#### [The request]
Pull out every line in the records below that contains the string "cloud", copying each one in full.

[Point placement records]

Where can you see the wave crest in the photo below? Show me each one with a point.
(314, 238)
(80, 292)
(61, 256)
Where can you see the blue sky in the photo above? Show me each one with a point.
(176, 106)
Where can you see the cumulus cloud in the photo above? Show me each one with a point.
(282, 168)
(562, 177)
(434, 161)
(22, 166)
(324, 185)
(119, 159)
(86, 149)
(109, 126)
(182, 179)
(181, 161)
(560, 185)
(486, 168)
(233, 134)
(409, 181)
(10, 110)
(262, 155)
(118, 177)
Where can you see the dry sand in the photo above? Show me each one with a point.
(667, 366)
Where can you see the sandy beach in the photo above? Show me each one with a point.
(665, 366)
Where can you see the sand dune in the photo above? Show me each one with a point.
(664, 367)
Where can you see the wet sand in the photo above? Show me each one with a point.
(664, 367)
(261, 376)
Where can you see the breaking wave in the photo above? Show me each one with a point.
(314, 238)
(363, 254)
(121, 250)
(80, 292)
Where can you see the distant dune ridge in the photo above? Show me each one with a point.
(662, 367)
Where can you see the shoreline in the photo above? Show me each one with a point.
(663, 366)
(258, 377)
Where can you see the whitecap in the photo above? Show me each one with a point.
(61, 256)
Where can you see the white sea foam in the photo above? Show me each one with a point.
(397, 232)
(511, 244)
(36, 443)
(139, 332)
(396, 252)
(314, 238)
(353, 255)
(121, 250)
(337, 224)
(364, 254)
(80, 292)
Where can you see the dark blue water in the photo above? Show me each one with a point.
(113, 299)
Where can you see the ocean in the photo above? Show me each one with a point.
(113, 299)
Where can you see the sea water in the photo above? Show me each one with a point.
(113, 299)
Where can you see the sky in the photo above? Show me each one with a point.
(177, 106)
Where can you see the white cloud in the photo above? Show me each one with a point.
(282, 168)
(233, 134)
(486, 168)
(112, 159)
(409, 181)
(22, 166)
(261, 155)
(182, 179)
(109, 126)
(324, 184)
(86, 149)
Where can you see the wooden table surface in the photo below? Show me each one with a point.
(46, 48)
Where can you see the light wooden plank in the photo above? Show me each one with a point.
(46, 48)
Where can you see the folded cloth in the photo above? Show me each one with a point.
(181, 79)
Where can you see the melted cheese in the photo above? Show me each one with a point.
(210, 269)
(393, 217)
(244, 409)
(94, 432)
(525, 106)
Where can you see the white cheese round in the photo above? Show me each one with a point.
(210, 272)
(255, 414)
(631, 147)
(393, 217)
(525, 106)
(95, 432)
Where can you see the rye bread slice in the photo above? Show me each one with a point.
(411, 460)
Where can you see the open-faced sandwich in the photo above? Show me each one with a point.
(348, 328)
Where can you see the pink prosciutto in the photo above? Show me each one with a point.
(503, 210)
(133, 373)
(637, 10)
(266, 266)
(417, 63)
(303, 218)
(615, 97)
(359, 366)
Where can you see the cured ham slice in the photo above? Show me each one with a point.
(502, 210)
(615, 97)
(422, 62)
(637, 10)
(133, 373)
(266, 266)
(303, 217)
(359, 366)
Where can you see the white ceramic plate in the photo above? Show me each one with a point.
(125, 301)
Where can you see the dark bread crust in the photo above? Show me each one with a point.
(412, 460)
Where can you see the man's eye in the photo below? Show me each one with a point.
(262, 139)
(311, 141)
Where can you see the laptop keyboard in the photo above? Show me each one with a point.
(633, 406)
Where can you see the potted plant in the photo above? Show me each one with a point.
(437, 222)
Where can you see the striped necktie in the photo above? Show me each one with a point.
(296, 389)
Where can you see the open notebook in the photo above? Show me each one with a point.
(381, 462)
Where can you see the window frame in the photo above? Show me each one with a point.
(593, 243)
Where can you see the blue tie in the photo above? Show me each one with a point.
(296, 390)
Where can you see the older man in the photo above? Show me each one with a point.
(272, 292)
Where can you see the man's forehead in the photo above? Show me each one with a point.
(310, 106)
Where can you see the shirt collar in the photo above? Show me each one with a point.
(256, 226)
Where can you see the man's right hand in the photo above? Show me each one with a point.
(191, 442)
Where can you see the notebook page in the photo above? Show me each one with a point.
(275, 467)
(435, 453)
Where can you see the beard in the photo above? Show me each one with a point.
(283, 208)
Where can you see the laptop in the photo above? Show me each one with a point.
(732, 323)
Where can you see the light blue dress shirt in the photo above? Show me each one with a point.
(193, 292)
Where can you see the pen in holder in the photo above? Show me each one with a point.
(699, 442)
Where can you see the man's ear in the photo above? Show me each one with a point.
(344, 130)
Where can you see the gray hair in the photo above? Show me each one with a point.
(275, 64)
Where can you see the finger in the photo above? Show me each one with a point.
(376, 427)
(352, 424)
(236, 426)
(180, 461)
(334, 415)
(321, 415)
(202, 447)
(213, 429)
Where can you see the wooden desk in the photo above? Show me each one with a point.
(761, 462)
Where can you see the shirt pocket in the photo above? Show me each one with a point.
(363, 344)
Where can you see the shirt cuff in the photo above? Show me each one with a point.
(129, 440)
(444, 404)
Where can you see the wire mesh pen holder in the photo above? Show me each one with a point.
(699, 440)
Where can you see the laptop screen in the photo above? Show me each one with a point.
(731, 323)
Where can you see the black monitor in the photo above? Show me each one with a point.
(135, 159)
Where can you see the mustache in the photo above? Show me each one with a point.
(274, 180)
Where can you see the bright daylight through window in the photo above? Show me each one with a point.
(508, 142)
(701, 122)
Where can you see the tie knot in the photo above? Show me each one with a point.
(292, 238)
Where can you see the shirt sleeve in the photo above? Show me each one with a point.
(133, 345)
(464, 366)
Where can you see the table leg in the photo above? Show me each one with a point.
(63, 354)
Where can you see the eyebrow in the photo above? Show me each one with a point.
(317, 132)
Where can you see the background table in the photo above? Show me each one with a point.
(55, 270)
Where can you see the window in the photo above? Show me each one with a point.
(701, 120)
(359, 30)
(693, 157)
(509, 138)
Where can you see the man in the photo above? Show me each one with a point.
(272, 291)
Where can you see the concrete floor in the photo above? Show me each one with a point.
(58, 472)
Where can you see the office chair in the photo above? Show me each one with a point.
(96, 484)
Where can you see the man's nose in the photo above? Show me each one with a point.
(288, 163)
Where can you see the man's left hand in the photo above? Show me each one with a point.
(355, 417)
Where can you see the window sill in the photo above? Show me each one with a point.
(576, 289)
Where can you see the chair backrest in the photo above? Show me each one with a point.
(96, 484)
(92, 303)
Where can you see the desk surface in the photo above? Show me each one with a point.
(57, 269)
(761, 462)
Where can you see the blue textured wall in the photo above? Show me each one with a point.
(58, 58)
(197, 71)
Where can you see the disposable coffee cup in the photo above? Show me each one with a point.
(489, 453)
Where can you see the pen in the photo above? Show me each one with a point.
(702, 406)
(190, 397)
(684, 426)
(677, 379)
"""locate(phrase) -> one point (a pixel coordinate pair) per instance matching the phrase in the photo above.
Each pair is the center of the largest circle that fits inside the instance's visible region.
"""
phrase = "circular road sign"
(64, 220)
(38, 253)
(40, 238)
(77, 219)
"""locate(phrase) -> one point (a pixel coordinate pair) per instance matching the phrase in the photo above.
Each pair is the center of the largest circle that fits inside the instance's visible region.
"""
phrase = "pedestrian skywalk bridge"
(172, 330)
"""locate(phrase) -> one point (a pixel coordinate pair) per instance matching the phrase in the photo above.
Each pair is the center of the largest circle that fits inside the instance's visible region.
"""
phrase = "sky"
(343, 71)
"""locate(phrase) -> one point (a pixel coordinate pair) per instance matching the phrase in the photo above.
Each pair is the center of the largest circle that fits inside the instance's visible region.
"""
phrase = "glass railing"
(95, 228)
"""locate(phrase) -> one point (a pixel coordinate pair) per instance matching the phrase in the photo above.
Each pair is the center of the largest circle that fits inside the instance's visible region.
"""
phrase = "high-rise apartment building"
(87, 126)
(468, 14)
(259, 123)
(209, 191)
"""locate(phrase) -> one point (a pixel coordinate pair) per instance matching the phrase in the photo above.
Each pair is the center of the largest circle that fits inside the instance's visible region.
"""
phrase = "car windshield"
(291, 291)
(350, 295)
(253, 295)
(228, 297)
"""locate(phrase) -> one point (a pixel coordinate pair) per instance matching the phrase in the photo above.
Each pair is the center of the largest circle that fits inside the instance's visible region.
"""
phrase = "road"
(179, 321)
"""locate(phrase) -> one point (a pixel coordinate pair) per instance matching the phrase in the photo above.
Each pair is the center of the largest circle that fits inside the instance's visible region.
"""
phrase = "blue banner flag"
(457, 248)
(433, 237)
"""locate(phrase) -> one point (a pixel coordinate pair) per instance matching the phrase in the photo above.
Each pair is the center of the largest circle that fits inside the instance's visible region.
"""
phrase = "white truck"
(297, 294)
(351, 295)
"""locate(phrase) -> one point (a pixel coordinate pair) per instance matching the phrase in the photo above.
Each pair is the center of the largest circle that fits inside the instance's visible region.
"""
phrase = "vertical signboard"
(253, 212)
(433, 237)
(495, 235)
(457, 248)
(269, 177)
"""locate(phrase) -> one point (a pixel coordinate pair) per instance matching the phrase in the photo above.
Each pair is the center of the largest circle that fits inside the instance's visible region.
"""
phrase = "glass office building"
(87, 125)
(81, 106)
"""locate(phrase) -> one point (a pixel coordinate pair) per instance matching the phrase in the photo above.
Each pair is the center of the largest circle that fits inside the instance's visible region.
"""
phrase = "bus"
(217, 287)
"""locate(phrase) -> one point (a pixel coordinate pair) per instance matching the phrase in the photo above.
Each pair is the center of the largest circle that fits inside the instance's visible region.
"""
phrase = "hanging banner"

#### [Exercise answer]
Where can you see the cumulus cloud in the photo above? Show me each one with a point.
Where can you see the white cloud in the photo above? Show me each one with a point.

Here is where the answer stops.